Every entry is to be returned verbatim.

Top of DATA

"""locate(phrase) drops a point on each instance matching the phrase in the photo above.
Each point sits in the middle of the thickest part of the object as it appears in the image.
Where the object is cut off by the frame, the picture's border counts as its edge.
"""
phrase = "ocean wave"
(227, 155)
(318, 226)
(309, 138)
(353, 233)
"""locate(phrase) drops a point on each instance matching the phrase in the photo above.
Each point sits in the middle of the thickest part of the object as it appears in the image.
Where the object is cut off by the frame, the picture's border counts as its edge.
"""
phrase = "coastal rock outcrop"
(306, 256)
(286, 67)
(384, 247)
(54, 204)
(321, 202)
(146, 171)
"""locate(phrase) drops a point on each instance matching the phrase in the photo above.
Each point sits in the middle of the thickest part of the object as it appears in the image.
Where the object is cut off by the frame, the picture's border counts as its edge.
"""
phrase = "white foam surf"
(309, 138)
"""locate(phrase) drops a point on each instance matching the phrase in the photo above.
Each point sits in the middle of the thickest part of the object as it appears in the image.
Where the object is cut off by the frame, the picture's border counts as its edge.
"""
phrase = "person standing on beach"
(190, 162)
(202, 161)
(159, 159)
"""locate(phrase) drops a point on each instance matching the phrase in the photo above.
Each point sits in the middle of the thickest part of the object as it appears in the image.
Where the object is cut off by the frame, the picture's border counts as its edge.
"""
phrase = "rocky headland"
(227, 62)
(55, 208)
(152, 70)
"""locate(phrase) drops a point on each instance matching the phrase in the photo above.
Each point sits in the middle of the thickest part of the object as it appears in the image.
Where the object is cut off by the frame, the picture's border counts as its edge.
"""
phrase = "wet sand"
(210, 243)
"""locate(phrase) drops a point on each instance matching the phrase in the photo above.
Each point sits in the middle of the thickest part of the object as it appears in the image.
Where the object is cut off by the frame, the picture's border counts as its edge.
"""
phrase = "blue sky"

Bottom of DATA

[SOLUTION FOR THIS TASK]:
"""locate(phrase) drops a point on each instance matching the phrase in the photo above.
Each point sits in the middle of the thickest part of the object as it appears in the image.
Where the object is cut off by the frame, the picture's border counts as its edge.
"""
phrase = "ocean wave"
(227, 155)
(318, 226)
(309, 138)
(353, 233)
"""locate(phrase) drops a point on each instance matching the phrase in the photo above.
Each point sits in the middle of the thickest part of the object as it appears in the image.
Where the object is cut off by the frame, the picture's border counts as its edge.
"""
phrase = "coastal rock outcrop"
(306, 256)
(286, 67)
(384, 247)
(54, 204)
(321, 202)
(146, 171)
"""locate(phrase) drops a point on each instance matching the phrase in the photo above.
Each point sits in the middle of the thickest part of the object as it appears in the image.
Where the object is cut off by the frame, the picture's border counts as its edge.
"""
phrase = "white foam surf"
(309, 138)
"""locate(phrase) drops a point on each instance matching the phrase in the photo above.
Each point sits in the middle of the thickest part of the object as it appears in the image.
Where the object is cut off by the frame, the picture's border counts as its edge.
"""
phrase = "person standing on beach"
(190, 162)
(202, 161)
(159, 159)
"""locate(phrase) drops a point on each instance matching the phrase in the photo above.
Each point sits in the middle of the thickest part of the object as it appears in the image.
Where the object is cut off by the frame, the picture's border counts as its edge.
"""
phrase = "rocky headland"
(227, 62)
(55, 208)
(152, 70)
"""locate(phrase) drops a point on each instance matching the phrase in the photo above.
Each point sits in the middle of the thickest part of the object as it appears in the image.
Where the object is cut off by the frame, the picture's border counts as its edge.
"""
phrase = "wet sand"
(210, 243)
"""locate(phrase) drops a point on each instance matching the phrase in the photo above.
Each point sits in the middle of the thickest part of the object as it appears in the image.
Where the object is cut off by the frame, the picture's border counts as its edge.
"""
phrase = "blue sky"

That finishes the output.